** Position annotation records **
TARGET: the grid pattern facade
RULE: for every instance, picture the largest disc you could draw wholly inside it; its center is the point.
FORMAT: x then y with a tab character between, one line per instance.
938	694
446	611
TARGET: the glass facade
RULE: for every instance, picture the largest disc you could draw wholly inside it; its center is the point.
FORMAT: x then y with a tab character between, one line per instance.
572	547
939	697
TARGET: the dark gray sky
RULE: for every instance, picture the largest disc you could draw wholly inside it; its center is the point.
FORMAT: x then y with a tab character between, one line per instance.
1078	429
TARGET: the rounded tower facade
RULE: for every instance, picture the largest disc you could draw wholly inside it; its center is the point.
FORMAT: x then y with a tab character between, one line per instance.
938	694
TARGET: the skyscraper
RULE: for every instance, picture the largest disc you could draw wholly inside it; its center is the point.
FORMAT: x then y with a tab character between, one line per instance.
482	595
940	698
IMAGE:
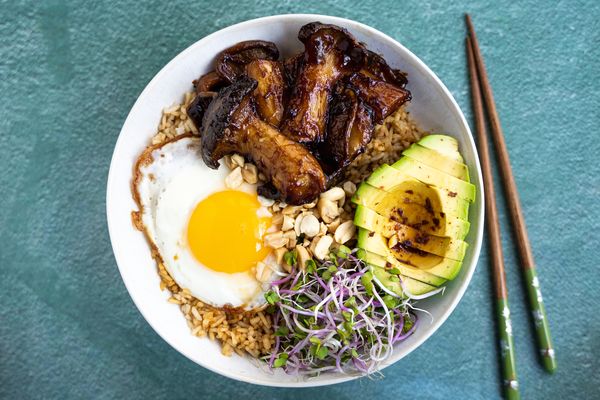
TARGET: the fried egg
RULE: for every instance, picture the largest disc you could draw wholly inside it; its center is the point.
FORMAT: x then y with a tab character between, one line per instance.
208	237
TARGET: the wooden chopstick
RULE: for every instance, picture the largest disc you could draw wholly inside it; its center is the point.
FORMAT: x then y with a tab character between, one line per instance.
510	383
532	282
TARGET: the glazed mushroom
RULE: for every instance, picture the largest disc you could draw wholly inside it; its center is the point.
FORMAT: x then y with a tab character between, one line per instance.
232	61
231	125
330	53
210	82
382	97
376	67
198	107
291	67
349	130
269	91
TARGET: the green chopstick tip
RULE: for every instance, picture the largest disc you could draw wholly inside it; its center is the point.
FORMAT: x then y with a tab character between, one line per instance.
549	363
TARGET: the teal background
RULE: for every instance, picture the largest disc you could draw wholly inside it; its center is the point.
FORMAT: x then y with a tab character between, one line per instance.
69	73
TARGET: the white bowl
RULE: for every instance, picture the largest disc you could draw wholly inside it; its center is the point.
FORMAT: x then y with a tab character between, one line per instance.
432	106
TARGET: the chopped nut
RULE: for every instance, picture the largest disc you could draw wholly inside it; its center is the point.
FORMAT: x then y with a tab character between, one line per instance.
288	223
332	226
333	194
234	179
250	173
228	162
263	212
291	237
313	244
310	225
310	205
322	247
237	160
290	210
278	220
344	232
265	202
297	224
279	255
349	188
275	240
392	241
328	210
322	229
263	272
303	256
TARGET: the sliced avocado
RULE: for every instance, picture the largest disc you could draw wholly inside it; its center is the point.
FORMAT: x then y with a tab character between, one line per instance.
440	246
438	161
388	178
443	144
378	245
411	191
393	285
388	222
428	262
446	270
432	176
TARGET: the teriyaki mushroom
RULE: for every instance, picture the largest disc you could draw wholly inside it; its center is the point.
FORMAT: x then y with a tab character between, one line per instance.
330	53
232	61
231	125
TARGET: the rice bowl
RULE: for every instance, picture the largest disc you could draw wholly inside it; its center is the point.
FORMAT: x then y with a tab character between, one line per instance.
168	88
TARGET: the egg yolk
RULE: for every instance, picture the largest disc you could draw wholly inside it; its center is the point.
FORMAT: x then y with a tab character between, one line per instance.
225	232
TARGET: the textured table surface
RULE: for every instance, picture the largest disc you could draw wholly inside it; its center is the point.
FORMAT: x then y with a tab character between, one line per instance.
69	73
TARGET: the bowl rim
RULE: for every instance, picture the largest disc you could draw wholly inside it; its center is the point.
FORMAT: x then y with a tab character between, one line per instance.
478	237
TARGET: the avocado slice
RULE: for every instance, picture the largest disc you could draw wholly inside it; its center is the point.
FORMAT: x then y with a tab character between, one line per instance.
379	246
435	177
410	192
387	178
376	245
438	161
443	144
447	270
393	285
413	215
387	221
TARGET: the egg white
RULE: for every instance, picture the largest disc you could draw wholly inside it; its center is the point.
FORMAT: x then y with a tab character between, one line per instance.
170	184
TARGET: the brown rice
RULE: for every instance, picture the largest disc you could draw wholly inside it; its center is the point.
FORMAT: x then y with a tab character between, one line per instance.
251	331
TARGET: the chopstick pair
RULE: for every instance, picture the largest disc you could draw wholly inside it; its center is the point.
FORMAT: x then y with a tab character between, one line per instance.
480	85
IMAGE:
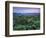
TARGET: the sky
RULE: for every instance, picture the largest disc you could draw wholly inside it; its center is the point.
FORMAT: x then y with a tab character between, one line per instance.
25	10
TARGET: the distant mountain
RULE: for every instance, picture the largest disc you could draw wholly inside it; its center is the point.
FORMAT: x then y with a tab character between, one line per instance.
26	14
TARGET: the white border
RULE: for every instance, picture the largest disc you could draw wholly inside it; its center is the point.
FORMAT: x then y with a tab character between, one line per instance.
28	31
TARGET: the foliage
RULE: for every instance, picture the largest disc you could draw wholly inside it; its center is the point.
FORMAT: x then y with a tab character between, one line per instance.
26	22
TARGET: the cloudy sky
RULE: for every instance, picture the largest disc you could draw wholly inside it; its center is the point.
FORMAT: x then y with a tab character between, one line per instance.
25	10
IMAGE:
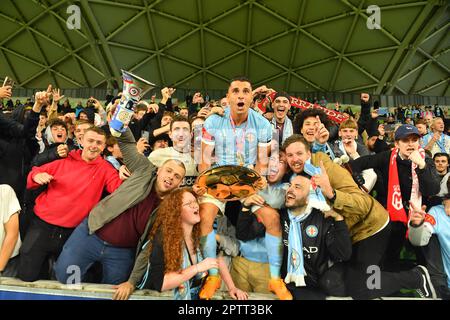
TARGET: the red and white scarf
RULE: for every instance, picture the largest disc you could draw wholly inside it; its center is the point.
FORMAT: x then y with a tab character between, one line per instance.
333	115
394	203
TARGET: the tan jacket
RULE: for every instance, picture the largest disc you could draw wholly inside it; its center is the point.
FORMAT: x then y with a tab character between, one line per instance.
363	215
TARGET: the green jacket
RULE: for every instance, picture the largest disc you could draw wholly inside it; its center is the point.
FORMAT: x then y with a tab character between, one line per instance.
132	191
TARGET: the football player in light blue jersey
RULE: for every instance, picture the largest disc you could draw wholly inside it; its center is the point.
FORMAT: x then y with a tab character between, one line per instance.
240	137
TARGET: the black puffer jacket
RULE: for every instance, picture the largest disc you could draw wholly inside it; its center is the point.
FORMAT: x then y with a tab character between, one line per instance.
18	146
330	241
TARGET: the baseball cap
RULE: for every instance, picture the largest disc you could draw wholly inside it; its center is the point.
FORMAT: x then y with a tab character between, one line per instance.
405	130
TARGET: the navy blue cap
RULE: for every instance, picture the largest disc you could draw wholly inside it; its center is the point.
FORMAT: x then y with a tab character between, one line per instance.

** TASK REQUIREMENTS **
All of the entries above should be duplicated exactly, except for the pictures.

** OUTPUT **
TARGET: the grid pattern facade
RULE: for every instance, picture the largest disc you could draw wholly inside it; its center is the point.
FORMAT: x then y with a tab character between, one line per instance.
938	694
446	611
TARGET: the glass facade
RULE: for every instance, picture the largest disc you could draw wholly inside it; its center is the point.
FORMAT: x then y with a tab character between, one line per instance.
572	547
939	697
TARGET: the dark gray sky
RULE: for every instance, picture the largest disc you could draw wholly inside it; its center is the point.
FORMAT: x then y with a tab character between, one line per instance.
1078	429
TARGET: the rounded tower facade
RULE: for every instance, picture the largest disc you could draw wholly inside it; its center is the point.
FORMAT: x then y with a tab character between, one line per instance.
938	694
TARGET: the skyscraper
RULE: for every instance, picture the largest disc you could draw wholly inside it; its center is the point.
FORMAT: x then y with a tab character between, one line per instance.
482	595
940	698
IMAGE:
TARGET: the fried egg
RULE: for every instance, picture the largest disc you could draw wholly inside it; its center is the point.
FORMAT: x then y with a tab character between, one line per instance.
208	237
TARGET: the wooden chopstick
RULE: for every instance, picture the largest disc you could draw wholly inside it; its center is the point.
FORMAT: x then y with a tab character between, one line per instance.
510	383
532	282
TARGET: the glazed mushroom
RULE: for every instance, picture the largest disc you could draw wholly inside it; its center is the point.
FORMAT: x then y with a tab character between, one line per instance.
232	61
231	125
330	53
210	82
382	97
376	67
198	107
291	67
349	130
269	91
TARGET: the green chopstick tip
RULE: for every instance, picture the largest disc you could draw wholly inside it; its center is the point.
FORMAT: x then y with a tab character between, one line per instance.
549	363
TARGET: the teal background
RULE: for every instance, picture the largest disc you could draw wholly inside it; its center is the point.
FORMAT: x then y with a tab character between, one line per instance.
69	73
TARGET: the white bowl
RULE: for every instance, picture the largest disc you could draw wholly inside it; its center is the point.
FORMAT: x then y with a tab character between, one line per instance.
432	106
TARGET: the chopped nut
RULE: for every instance, picture the largest disc you could draw wholly inside it; its center is the point.
FORMAT: x then y with a tab character between, one line per instance.
288	223
332	226
333	194
234	179
250	173
228	162
263	212
291	237
313	244
310	225
310	205
322	247
237	160
290	210
278	220
344	232
265	202
297	224
279	255
349	188
275	240
392	241
328	210
322	229
263	272
303	256
TARGET: the sliced avocado
RULE: for every instance, picture the largest disc you could draw wholly inside it; its center is the point.
FORMAT: x then y with a tab character between, one line per instance.
440	246
438	161
388	178
443	144
378	245
411	191
393	285
388	222
428	262
446	270
432	176
TARGET: the teriyaki mushroom
RULE: for every instance, picture the largest disc you could draw wholly inside it; its center is the point.
FORMAT: x then y with a tab character between, one line per instance.
330	53
232	61
231	125
TARGET: the rice bowl
RULE: for every instance, picture the largest disc you could draw wholly inside it; its center is the point.
FORMAT: x then y with a tab character between, one line per instance.
168	88
TARGET: the egg yolk
RULE: for every instance, picture the largest disc you could draw wholly inside it; its center is the point.
FORMAT: x then y with a tab character between, one line per instance.
225	232
TARGET: the textured table surface
RULE: for every instance, picture the largest disc you could draw wholly inside it; its center is the point.
FORMAT: x then y with a tab character between, one line per instance.
69	73
TARGET: the bowl rim
RULE: for every instance, picture the largest disc you could draw wholly inside it; its center is the point.
FORMAT: x then y with a tab character between, one line per instance.
478	237
TARGET: the avocado slice
RULE: for every instance, picture the largest disc you could draw wholly inside it; its center is the point.
FORMAT: x then y with a tab character between, one line per instance.
379	246
435	177
410	192
387	178
376	245
438	161
443	144
447	270
393	285
413	215
387	221
TARGET: the egg white
RULE: for every instance, picture the largest disc you could draw wholly inside it; its center is the point.
FORMAT: x then y with a tab character between, one line per instance.
170	184
TARGET: the brown rice
RULE: for every instance, picture the largest disc you could draw wholly inside it; its center is the point.
FORMAT: x then y with a tab character between, one line per instance.
251	331
TARGET: the chopstick pair
RULE: for every instance, picture the largest disc you could draw wholly inside it; its center is the point.
FORMAT: x then y with a tab character between, one line per instance.
480	85
IMAGE:
TARGET: the sky
RULE: for every instance, picture the largest disc you could draw wholly inside it; its center is the point.
FORMAT: x then y with a tab character between, one line per instance.
25	10
TARGET: the distant mountain
RULE: for every instance, picture the largest disc you could draw wholly inside it; its center is the point.
FORMAT: x then y with a tab character between, one line per instance.
26	14
TARGET: the white border
RULE: for every instance, picture the largest disc you could draw wholly inside it; its center is the point.
FORMAT: x then y with a tab character between, one line per instance.
28	31
TARGET: the foliage
RULE: for every instance, picture the largest disc you could draw wholly inside it; its center is the point.
FORMAT: x then y with a tab character between, one line per instance.
26	22
TARGET: the cloudy sky
RULE: for every instance, picture the largest disc you could draw wholly inside it; its center is the point.
FORMAT: x then y with a tab character between, one line per instance.
25	10
IMAGE:
TARGET: the red and white scarf
RULE: for every instance, picture the largest disc you could draw wholly inside it; its center is the point.
FORMAT: x then y with a tab character between, one line per instance.
333	115
394	203
TARGET: the tan jacket
RULE: for every instance, picture the largest disc you could draw wholly inside it; its center is the point.
FORMAT: x then y with a tab character between, one line per instance.
363	215
TARGET: the green jacket
RULE: for every instance, picture the largest disc you could draw wholly inside it; its center is the point.
FORMAT: x then y with a tab character between, one line per instance.
132	191
TARGET: the football player in light blue jersey
RULE: for every instance, picture the largest disc you could draw wholly inside it; its center is the point.
FORMAT: x then y with a tab character between, one line per instance.
240	137
TARGET: the black puffer jacket
RULE: for every instance, picture the largest disc you could draw wholly inside it; its center is the point.
FORMAT: x then y with a tab character between, one line per instance.
18	146
330	241
TARGET: the baseball cap
RULE: for every instance, picture the largest disc you could draw wholly inside it; its center is the point.
FORMAT: x then y with a tab character between, one line per instance.
405	130
TARGET: the navy blue cap
RULE: for every instance, picture the largest disc you could draw wholly inside it; its center is the point.
FORMAT: x then y with a tab character between, one line per instance.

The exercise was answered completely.